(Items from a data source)

◆ ◆ ◆

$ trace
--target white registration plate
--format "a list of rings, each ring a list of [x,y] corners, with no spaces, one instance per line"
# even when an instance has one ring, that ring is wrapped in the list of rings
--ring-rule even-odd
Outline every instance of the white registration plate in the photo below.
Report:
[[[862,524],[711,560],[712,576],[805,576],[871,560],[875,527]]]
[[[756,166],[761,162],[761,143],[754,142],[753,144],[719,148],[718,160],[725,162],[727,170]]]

◆ ◆ ◆

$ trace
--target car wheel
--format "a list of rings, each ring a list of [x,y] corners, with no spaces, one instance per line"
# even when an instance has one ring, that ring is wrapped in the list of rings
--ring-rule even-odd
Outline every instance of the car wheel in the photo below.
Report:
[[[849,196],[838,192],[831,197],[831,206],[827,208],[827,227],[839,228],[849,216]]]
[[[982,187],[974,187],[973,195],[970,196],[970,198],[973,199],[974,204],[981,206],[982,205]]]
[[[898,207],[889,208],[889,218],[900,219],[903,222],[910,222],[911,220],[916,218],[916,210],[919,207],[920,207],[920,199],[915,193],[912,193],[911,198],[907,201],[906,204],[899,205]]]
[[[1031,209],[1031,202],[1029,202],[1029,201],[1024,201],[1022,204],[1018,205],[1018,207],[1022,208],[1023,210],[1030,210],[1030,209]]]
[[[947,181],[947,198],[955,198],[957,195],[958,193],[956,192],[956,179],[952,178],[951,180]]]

◆ ◆ ◆

# Exercise directions
Your task is to retype the entries verbatim, starting with the line that holds "--target car wheel" and stopping after the line that holds "Outline every instance of the car".

# Answer box
--target car wheel
--format "a list of rings, each ring a list of [x,y] corners, with no spaces, one instance per line"
# even when an instance has one ring, that ring is wrapped in the list of rings
--ring-rule even-odd
Outline every instance of the car wheel in the photo below.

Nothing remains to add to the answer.